*本文*

▼

筆者注:ここでは「ITサービス」というものの説明はあえて省いて、システム管理と同じということにしておきます。ちょっと乱暴ですが。「ITサービス」という概念を知りたい方は下記の記事をご覧ください。

【参考記事】
初心者歓迎! ITIL連載講座:ITILの成り立ちと現状を知る(ITmediaエンタープライズ)
差のつくITIL V3理解:「IT」という名のモンスターを飼いならす魔法の書物?(ITmediaエンタープライズ)

 さて、システム管理者の仕事をトピックだけ挙げると、次のようになります。

▲

*提供データ*
▼

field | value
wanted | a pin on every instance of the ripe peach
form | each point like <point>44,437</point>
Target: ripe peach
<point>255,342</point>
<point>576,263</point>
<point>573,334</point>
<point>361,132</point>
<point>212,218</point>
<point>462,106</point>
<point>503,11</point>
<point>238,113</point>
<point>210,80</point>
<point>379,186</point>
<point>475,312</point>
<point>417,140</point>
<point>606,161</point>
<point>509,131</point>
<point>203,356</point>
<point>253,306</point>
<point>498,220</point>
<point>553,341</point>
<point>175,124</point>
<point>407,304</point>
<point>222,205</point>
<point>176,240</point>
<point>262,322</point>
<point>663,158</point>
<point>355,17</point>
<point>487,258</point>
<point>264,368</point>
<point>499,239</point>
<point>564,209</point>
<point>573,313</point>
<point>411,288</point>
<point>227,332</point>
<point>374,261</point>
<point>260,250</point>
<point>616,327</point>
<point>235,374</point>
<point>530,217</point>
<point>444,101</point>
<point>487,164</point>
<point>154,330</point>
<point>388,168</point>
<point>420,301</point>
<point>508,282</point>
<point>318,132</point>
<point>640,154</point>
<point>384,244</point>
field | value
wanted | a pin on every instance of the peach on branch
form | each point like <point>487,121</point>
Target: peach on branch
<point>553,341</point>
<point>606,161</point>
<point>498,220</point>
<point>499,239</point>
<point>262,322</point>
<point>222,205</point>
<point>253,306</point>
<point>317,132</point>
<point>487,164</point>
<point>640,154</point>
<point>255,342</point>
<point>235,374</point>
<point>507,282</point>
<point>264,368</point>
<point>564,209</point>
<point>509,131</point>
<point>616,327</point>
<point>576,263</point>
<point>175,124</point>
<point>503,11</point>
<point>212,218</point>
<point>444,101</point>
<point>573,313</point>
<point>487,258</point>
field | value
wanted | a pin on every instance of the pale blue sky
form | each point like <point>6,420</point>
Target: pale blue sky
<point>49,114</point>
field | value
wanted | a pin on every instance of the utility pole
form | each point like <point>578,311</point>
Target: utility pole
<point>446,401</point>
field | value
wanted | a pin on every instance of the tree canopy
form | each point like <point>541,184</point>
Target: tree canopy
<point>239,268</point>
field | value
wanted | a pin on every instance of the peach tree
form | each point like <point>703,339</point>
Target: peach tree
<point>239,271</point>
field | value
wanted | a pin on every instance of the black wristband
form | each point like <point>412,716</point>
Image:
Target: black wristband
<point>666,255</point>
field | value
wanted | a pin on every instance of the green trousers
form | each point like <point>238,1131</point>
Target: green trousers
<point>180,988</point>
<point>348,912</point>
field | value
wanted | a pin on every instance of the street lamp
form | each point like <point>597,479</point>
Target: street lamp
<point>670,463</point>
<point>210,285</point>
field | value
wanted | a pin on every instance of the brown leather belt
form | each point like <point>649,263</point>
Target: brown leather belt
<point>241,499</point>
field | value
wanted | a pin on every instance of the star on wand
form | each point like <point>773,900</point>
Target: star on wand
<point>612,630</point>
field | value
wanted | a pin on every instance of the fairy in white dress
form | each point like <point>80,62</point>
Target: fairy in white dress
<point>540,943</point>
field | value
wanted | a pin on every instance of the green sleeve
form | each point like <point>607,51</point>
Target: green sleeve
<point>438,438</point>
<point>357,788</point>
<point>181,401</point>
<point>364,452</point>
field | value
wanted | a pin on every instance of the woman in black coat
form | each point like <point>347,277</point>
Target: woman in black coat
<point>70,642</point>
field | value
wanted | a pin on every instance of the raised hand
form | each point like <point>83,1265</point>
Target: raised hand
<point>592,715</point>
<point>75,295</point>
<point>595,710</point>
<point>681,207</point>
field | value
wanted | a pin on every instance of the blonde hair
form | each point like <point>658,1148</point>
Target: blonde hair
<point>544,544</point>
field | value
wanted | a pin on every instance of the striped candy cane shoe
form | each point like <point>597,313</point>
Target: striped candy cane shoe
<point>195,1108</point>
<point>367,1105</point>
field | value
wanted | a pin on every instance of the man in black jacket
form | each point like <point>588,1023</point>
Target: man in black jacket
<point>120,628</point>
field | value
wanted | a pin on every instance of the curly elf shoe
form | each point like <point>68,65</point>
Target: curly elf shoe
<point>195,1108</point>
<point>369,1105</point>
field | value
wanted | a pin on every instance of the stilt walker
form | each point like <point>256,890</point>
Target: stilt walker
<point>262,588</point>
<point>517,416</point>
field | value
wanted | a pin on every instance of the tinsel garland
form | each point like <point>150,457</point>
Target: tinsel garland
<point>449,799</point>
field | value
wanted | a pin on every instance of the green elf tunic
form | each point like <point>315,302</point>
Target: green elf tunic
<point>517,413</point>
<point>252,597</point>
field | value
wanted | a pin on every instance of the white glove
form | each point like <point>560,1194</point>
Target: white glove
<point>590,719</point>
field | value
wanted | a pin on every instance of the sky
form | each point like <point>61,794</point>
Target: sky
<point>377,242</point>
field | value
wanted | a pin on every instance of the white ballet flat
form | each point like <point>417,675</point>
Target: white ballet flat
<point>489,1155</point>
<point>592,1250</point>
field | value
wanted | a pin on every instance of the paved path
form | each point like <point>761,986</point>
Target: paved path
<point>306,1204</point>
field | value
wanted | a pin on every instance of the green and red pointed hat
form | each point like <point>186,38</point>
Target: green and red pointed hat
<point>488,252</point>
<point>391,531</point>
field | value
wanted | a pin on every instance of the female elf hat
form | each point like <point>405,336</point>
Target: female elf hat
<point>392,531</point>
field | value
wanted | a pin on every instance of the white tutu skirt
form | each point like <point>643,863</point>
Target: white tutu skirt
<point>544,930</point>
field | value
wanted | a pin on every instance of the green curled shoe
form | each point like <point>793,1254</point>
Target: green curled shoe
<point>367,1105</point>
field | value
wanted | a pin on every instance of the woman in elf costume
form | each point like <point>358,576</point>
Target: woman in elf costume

▲

*作業内容 A*
本文を読んで、次の問いに答えてください。
(i) 筆者は「ITサービス」を何と同じということにしていますか。
(ii) 参考記事はどのサイトの記事ですか。
(iii) 初心者歓迎のITIL連載講座では、ITILの何を知ることができるとされていますか。
*作業内容 B*
本文の「筆者注:ここでは「ITサービ」から「書物?(ITmediaエンタープライズ)」までの部分を、「乱暴」を「大ざっぱ」に置き換えて書き直してください。

*回答欄 A*
(i) システム管理
(ii) ITmediaエンタープライズ
(iii) ITILの成り立ちと現状

*回答欄 B*
筆者注:ここでは「ITサービス」というものの説明はあえて省いて、システム管理と同じということにしておきます。ちょっと大ざっぱですが。「ITサービス」という概念を知りたい方は下記の記事をご覧ください。

【参考記事】
初心者歓迎! ITIL連載講座:ITILの成り立ちと現状を知る(ITmediaエンタープライズ)
差のつくITIL V3理解:「IT」という名のモンスターを飼いならす魔法の書物?(ITmediaエンタープライズ)